> **Text section**:

— begin —

Madras High Court
S.N. Ananthachari vs A.C. Rajagopalan And Six Others on 4 August, 2000
Equivalent citations: 2000(4)CTC658
Author: V. Kanagaraj
Bench: V. Kanagaraj
ORDER
1. The defendant in the suit in O.S.No.295 of 1996 on the file of the Court of District Munsif, Valangaiman is the appellant herein: This Civil Miscellaneous Appeal has been filed against the judgment and decree dated 17.7.1998 made in A.S.No.37 of 1997 by the Court of Subordinate Judge, Kumbakonam thereby remanding the case to the Court of District Munsif, Valangaiman, which passed the judgment and decree dated 2.1.1997 in O.S.No.295 of 1996.
2. The respondents 1 and 2 herein and one Balakrishnan filed the suit in O.S.No.295 of 1996 on the file of the Court of District Munsif, Valangaiman in their capacity as Trustees of a Private Trust called Andi Krishnasamy Iyer Private Trust against the appellant herein for delivery of possession of the suit property and for past and future rents. The suit property is a vacant site measuring about 35' x 411/2, located in Ward No.4 of Kumbakonam town.
3. Regarding the facts of the case, the plaintiffs would submit in the plaint that the suit properties belong to Andi Krishnasamy Iyer Trust; that the first plaintiff's father was Krishnasamy; that the suit property is a vacant site falling in part of T.S.No.960 and it is leased to the defendant in the year 1979 for a monthly rent of Rs.5; that the suit property is required for the purpose of Trust and hence on 26.8.1988, the tenancy was terminated by notice and for evicting the tenant from out of the suit property and for the past rental arrears of Rs.180 further providing for initiating action for the future rents they have filed the suit against the defendant.
4. On the part of the defendant, besides generally denying the averments of the plaint, he would also specifically deny that the suit property is belonging to the plaintiff/Trust and that it had been let out in favour of the defendant in the year 1979 on a monthly rent of Rs.5; that there had been absolutely no tie as landlord and tenant in between the plaintiffs and the defendant; that from the year 1960, the defendant is in occupation of the suit property; that he need not pay any rent to the plaintiffs; that the defendant has become entitled to the suit property by adverse possession; that the notice issued by the plaintiffs dated 26.8.1989 had been fittingly replied by reply notice dated 13.9.1988; that the correct measurements of the suit property have not been furnished; that the oral agreement said to have been entered into is totally invented and false and on such grounds the defendant would pray for dismissing the suit with costs.
5. On the above pleadings, the trial Court framing the following issues, viz.
1. Whether the plaintiffs are entitled to delivery of possession and rental arrears as claimed ?
2. Whether the defendant has perfected his title by adverse possession ?
3. Whether the defendant is a tenant of the suit property ?
4. Whether the plaintiffs are entitled to the suit property ? and
5. What other relief, if any, the plaintiffs are entitled to ?

— end —

> **Work to be completed**:
Resume the court order on the Kumbakonam site tenancy dispute from its last line.

> **Information shown**:

— begin —

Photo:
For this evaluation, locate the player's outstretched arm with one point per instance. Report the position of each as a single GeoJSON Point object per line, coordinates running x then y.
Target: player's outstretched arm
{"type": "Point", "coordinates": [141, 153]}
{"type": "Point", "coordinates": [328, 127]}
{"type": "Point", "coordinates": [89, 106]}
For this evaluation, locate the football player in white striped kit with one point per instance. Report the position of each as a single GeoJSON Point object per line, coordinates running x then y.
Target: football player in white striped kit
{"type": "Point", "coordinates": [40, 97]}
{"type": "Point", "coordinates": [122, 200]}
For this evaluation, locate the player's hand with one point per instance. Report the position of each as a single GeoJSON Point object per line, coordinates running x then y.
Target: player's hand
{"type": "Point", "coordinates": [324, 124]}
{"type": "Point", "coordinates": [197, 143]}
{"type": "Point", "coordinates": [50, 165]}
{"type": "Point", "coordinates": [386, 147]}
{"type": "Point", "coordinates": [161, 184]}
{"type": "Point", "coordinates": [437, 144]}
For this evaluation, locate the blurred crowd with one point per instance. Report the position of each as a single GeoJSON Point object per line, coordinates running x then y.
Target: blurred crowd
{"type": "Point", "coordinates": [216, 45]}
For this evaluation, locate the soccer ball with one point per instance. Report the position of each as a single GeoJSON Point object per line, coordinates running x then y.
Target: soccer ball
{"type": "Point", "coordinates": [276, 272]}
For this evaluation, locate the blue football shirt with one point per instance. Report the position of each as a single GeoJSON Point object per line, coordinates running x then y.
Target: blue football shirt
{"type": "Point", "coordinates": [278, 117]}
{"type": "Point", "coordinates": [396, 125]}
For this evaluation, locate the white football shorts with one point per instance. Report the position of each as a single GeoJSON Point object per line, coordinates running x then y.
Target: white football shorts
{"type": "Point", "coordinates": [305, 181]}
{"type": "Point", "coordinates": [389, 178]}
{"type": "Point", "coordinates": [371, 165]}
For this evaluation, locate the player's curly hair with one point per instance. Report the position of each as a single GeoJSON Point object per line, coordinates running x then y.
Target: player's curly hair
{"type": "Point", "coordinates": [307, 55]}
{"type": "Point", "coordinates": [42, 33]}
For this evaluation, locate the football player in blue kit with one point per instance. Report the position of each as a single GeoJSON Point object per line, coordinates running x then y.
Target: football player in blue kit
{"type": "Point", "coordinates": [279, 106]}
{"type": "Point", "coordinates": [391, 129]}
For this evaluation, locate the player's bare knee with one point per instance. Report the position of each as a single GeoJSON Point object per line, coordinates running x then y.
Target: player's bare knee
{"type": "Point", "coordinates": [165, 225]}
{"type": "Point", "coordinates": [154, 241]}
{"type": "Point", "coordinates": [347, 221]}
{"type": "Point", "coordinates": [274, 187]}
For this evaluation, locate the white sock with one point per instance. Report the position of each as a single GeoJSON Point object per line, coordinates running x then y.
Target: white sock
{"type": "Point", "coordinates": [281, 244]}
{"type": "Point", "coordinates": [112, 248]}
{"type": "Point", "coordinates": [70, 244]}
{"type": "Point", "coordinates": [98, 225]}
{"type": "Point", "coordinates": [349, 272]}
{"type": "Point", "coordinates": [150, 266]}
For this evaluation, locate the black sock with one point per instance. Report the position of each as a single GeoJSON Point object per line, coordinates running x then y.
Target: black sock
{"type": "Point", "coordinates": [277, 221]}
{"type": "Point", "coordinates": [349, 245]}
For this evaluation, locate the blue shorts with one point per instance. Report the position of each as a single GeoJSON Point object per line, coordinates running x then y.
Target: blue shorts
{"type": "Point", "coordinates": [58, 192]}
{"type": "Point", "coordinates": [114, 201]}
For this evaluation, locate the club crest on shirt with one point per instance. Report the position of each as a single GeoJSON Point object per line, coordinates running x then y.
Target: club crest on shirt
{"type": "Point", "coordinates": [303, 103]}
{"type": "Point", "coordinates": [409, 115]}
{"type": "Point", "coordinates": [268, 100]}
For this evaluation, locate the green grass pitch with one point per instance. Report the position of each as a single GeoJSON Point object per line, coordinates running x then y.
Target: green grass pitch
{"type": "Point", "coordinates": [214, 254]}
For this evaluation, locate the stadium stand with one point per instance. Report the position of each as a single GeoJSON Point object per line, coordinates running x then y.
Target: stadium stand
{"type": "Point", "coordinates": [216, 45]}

— end —

> **Task result**:
conducted the trial of the case, wherein on the part of the plaintiffs, besides the third plaintiff himself examining as P.W.1 they have also examined one Subramanian as P.W.2 and marked 10 documents as Exs.A.1 to A.10, Exs.A.1 to A.6 being the tax demand notices, Ex.A.7 being the tax receipt dated 31.3.1985, Ex.A.8 being the notice issued by the plaintiffs to the defendant dated 26.8.1988, Ex.A.9 being the postal acknowledgment and Ex.A.10 being the reply dated 13.9.1988 sent by the defendant to the plaintiffs and on the part of the defendant, he examined himself as D.W.1 but no documents were marked on his behalf.
6. The trial court having assessed the facts and circumstances as revealed in evidence and appreciating the evidence in its own way, had observed in issue No.3 that on the part of the plaintiffs absolutely no documentary evidence was placed before the Court thereby proving the lease agreement entered into or for payment of the monthly rents by the defendant; that the very case of the plaintiffs is that the agreement was oral; that the evidence of P.W.2 is not believable since he deposed that in the last twenty years, he had seen the defendant only once and on that occasion too he did not witness the rent being paid in favour of the plaintiffs by the defendant and had no personal knowledge about the same; that absolutely no iota of evidence had been placed to establish the lease agreement said to have been entered into orally and answered this issue in favour of the defendant that the defendant is not a tenant of the suit property.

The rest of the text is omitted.